[Dataset entries]

━━━

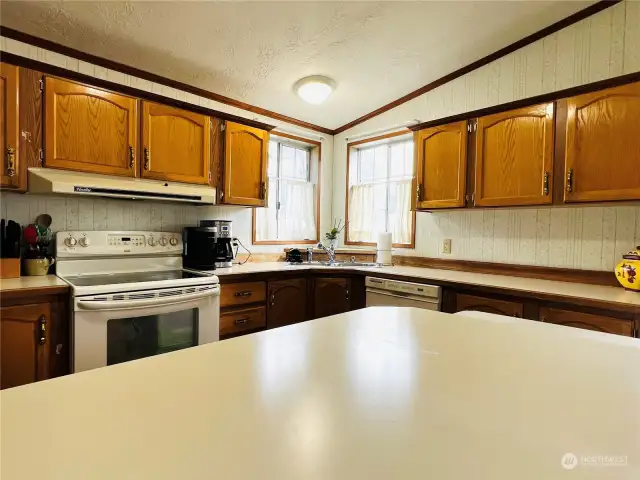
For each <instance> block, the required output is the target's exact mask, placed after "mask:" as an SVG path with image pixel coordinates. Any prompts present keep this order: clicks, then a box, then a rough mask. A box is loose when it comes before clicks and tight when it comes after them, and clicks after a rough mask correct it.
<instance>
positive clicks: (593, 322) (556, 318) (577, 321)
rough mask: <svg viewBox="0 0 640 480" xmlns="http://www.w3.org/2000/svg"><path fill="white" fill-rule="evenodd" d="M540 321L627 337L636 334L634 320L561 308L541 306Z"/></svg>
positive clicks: (574, 327)
mask: <svg viewBox="0 0 640 480" xmlns="http://www.w3.org/2000/svg"><path fill="white" fill-rule="evenodd" d="M540 321H542V322H546V323H554V324H556V325H565V326H567V327H574V328H584V329H587V330H595V331H598V332H604V333H613V334H616V335H624V336H626V337H633V336H635V328H634V327H635V326H634V322H633V320H623V319H620V318H614V317H609V316H605V315H595V314H591V313H582V312H574V311H571V310H565V309H561V308H549V307H540Z"/></svg>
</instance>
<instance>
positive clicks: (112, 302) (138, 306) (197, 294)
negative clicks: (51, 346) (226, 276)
mask: <svg viewBox="0 0 640 480" xmlns="http://www.w3.org/2000/svg"><path fill="white" fill-rule="evenodd" d="M214 295H220V289H219V288H216V289H214V290H207V291H206V292H198V293H188V294H186V295H176V296H175V297H160V298H158V297H154V298H143V299H142V300H78V308H81V309H82V310H124V309H128V308H137V307H147V306H150V305H153V306H154V307H158V306H162V305H175V304H178V303H185V302H191V301H193V300H198V299H200V298H205V297H209V296H214Z"/></svg>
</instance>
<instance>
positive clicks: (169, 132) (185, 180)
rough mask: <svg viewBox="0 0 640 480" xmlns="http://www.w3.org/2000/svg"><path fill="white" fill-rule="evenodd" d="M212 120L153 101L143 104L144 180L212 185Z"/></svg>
mask: <svg viewBox="0 0 640 480" xmlns="http://www.w3.org/2000/svg"><path fill="white" fill-rule="evenodd" d="M210 129H211V119H210V118H209V117H208V116H207V115H202V114H199V113H194V112H188V111H186V110H181V109H179V108H174V107H169V106H167V105H161V104H158V103H152V102H142V169H141V176H142V177H143V178H151V179H155V180H167V181H172V182H184V183H200V184H207V183H209V172H210V168H211V150H210V147H209V145H210V138H211V133H210Z"/></svg>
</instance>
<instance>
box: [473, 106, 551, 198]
mask: <svg viewBox="0 0 640 480" xmlns="http://www.w3.org/2000/svg"><path fill="white" fill-rule="evenodd" d="M553 112H554V105H553V103H548V104H543V105H536V106H533V107H525V108H521V109H518V110H510V111H507V112H502V113H497V114H494V115H487V116H485V117H480V118H478V121H477V132H476V148H475V150H476V151H475V157H476V158H475V191H474V205H476V206H484V207H499V206H516V205H544V204H550V203H552V201H553V196H552V177H553V152H554V132H553V126H554V123H553Z"/></svg>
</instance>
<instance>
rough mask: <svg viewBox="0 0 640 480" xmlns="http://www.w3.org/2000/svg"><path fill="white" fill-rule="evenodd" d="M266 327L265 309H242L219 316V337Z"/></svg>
mask: <svg viewBox="0 0 640 480" xmlns="http://www.w3.org/2000/svg"><path fill="white" fill-rule="evenodd" d="M266 326H267V313H266V308H265V307H253V308H243V309H242V310H234V311H232V312H222V313H221V314H220V336H223V335H230V334H233V333H240V332H244V331H246V330H253V329H255V328H264V327H266Z"/></svg>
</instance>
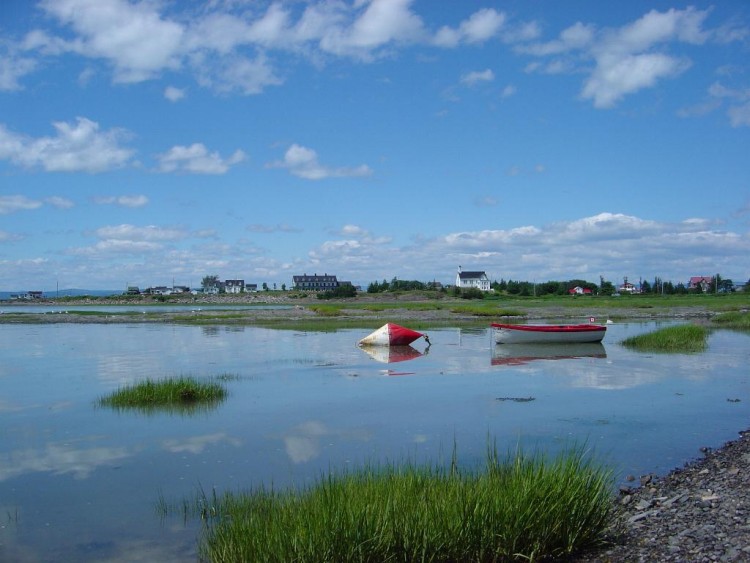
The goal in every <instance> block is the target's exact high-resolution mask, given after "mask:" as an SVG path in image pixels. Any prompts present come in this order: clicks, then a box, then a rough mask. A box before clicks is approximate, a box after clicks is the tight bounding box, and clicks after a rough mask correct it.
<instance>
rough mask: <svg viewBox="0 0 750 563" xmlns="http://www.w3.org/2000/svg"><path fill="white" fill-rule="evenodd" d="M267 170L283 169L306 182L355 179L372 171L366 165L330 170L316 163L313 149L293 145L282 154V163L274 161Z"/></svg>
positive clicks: (293, 144) (315, 157) (368, 174)
mask: <svg viewBox="0 0 750 563" xmlns="http://www.w3.org/2000/svg"><path fill="white" fill-rule="evenodd" d="M266 167H267V168H285V169H287V170H289V172H290V174H293V175H294V176H298V177H300V178H304V179H306V180H322V179H325V178H355V177H362V176H370V175H372V170H371V169H370V167H369V166H367V165H366V164H362V165H360V166H356V167H353V168H352V167H341V168H330V167H327V166H323V165H322V164H320V162H318V153H316V152H315V151H314V150H313V149H309V148H307V147H303V146H301V145H297V144H293V145H292V146H290V147H289V148H288V149H287V151H286V153H285V154H284V160H283V161H275V162H272V163H269V164H267V165H266Z"/></svg>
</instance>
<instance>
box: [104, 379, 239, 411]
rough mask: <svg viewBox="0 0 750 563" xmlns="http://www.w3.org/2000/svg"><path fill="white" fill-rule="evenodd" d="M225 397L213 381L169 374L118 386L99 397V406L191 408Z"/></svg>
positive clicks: (147, 407)
mask: <svg viewBox="0 0 750 563" xmlns="http://www.w3.org/2000/svg"><path fill="white" fill-rule="evenodd" d="M225 398H226V389H225V388H224V387H223V386H222V385H220V384H219V383H216V382H200V381H197V380H196V379H194V378H192V377H184V376H181V377H170V378H167V379H162V380H158V381H155V380H152V379H145V380H143V381H140V382H138V383H135V384H132V385H126V386H125V387H121V388H120V389H118V390H117V391H114V392H113V393H111V394H109V395H107V396H105V397H101V398H100V399H99V405H100V406H108V407H114V408H140V409H147V410H148V409H156V408H170V407H171V408H176V409H177V410H181V409H184V410H192V409H193V408H196V407H200V406H214V405H216V404H218V403H219V402H220V401H223V400H224V399H225Z"/></svg>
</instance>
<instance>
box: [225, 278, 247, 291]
mask: <svg viewBox="0 0 750 563" xmlns="http://www.w3.org/2000/svg"><path fill="white" fill-rule="evenodd" d="M224 291H225V292H227V293H243V292H244V291H245V280H226V281H225V282H224Z"/></svg>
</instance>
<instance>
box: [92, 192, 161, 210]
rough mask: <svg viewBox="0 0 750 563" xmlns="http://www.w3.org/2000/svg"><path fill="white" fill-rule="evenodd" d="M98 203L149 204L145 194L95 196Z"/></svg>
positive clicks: (129, 206)
mask: <svg viewBox="0 0 750 563" xmlns="http://www.w3.org/2000/svg"><path fill="white" fill-rule="evenodd" d="M94 203H96V204H98V205H119V206H121V207H133V208H135V207H144V206H146V205H148V197H146V196H145V195H121V196H106V197H105V196H99V197H95V198H94Z"/></svg>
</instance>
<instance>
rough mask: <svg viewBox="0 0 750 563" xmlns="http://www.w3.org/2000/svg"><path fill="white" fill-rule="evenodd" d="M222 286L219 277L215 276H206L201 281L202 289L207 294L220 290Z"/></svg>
mask: <svg viewBox="0 0 750 563" xmlns="http://www.w3.org/2000/svg"><path fill="white" fill-rule="evenodd" d="M220 285H221V282H220V281H219V276H216V275H213V276H204V277H203V279H202V280H201V288H203V291H205V292H211V291H214V290H216V289H218V288H219V286H220Z"/></svg>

━━━

- [Aim of the task]: Write out the lines from the beginning of the records through the line holding "positive clicks: (574, 327)", inclusive, substituting "coarse mask" for every "rough mask" and leaving everything else as it is. Omit the pictures.

- [Answer area]:
For each <instance> block, the required output is the target's exact mask, placed after "mask:" as an SVG path with image pixel coordinates. Any prompts present keep this order: clicks, then a box, then a coarse mask. A box is loose when it comes before clicks and tight when it comes after them, and clicks after a coarse mask correct it.
<instance>
positive clicks: (593, 322) (556, 318) (577, 321)
coarse mask: <svg viewBox="0 0 640 480" xmlns="http://www.w3.org/2000/svg"><path fill="white" fill-rule="evenodd" d="M540 321L627 337L636 334L634 320L561 308L541 306Z"/></svg>
positive clicks: (574, 327)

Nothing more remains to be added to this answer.